> **WORK TO COMPLETE**
**1.** Retype the stretch from "Embodiment 1" through "the compression axis." in the patent description of the battery compression device.
**2.** According to the patent description of the battery compression device, what does the support plate force value sensor 101 collect?
**3.** Carry on the patent description of the battery compression device, picking up after its final sentence.

> **SELECTED PASSAGE**
+--
DETAILED DESCRIPTION OF THE INVENTION

[0095] To ensure clarity regarding the objectives, technical solutions, and advantages of the embodiments of the present invention, the technical solutions of the invention will be clearly and comprehensively described below in conjunction with the accompanying drawings. Evidently, the described embodiments represent only a subset of the embodiments of the present invention and not all possible embodiments. Based on the embodiments of the present invention, all other embodiments obtainable by a person of ordinary skill in the art without exercising inventive effort shall fall within the scope of protection of the present invention.

Embodiment 1

[0096] As shown in FIGS. 1 and 2, an adjustable tilt angle compression device for mechanical abuse testing of lithium-ion batteries includes a top plate 606, a sensor, a compression mechanism, a battery support plate 102, a planar movement mechanism, and a tilt adjustment mechanism.

[0097] The sensor includes the sensor comprises: a support plate force value sensor 101 for collecting force values vertical to the support plate direction exerted on the battery; a compression axis horizontal force value sensor 405 for collecting horizontal force values in different directions exerted on the compression axis during battery compression; a compression axis vertical force value sensor 601 for collecting vertical force values exerted on the compression axis.
+--
> **INFORMATION SHOWN**
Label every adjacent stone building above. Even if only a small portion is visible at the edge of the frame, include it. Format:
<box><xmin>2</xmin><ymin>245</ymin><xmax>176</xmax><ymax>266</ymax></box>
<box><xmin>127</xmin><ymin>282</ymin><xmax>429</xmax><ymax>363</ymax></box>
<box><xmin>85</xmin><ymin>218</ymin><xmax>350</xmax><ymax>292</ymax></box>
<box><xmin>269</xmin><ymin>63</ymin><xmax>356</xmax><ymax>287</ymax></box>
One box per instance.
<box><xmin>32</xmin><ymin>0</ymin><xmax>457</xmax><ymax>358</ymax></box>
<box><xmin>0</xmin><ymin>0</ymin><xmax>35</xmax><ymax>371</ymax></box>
+--
> **TASK RESPONSES**
**1.**
Embodiment 1

[0096] As shown in FIGS. 1 and 2, an adjustable tilt angle compression device for mechanical abuse testing of lithium-ion batteries includes a top plate 606, a sensor, a compression mechanism, a battery support plate 102, a planar movement mechanism, and a tilt adjustment mechanism.

[0097] The sensor includes the sensor comprises: a support plate force value sensor 101 for collecting force values vertical to the support plate direction exerted on the battery; a compression axis horizontal force value sensor 405 for collecting horizontal force values in different directions exerted on the compression axis during battery compression; a compression axis vertical force value sensor 601 for collecting vertical force values exerted on the compression axis.

**2.** Force values vertical to the support plate direction exerted on the battery.

**3.**
[0098] The compression mechanism includes a compression axis fixing plate 607 located below a top plate 606 and is provided with a fixing plate threaded hole, a smooth bore A, a smooth bore B and a smooth bore C (the fixing plate threaded hole, the smooth bore A, the smooth bore B and the smooth bore C on the compression axis fixing plate 607 are not shown), and a compression axis (602) having a top fixedly connected to the compression axis fixing plate 607 via the compression axis vertical force value sensor 601; a compression axis limiting plate 401 located below the compression axis fixing plate 607 and provided with a threaded hole 402, a first smooth bore 403, a second smooth bore 406 and a third smooth bore 407, wherein a hole is provided in the center, a compression axis limiting linear bearing 404 is provided in the hole, a hole wall of the hole is uniformly distributed and fixedly connected to the plurality of compression axis horizontal force value sensors 405 in the circumferential direction. Four compression axis horizontal force value sensors 405 are selected in the present embodiment, the outer peripheral wall of the compression axis limiting linear bearing 404 is in movable contact with the side wall of the compression axis horizontal force value sensor 405, and the compression axis limiting linear bearing 404 is sleeved on the compression axis 602.

[0099] A compression axis fixing plate stud 603 rotatably connected to the top plate 606 and threadedly connected to a fixing plate threaded hole of the compression axis fixing plate 607 and extending into the first smooth bore 403 of the compression axis limiting plate 401.

[0100] A compression axis limiting plate stud 605 rotatably connected to the top plate 606, extends through the smooth bore A of the compression axis fixing plate 607, and is threadedly connected to the threaded hole 402 of the compression axis limiting plate 401; the inner diameter of the smooth bore A is greater than the outer diameter of the compression axis limiting plate stud 605, and the compression axis limiting plate stud 605 extends therethrough, so that the compression axis limiting plate stud 605 can rotate freely to drive the vertical movement of the compression axis limiting plate 401 without affecting the compression axis fixing plate 607.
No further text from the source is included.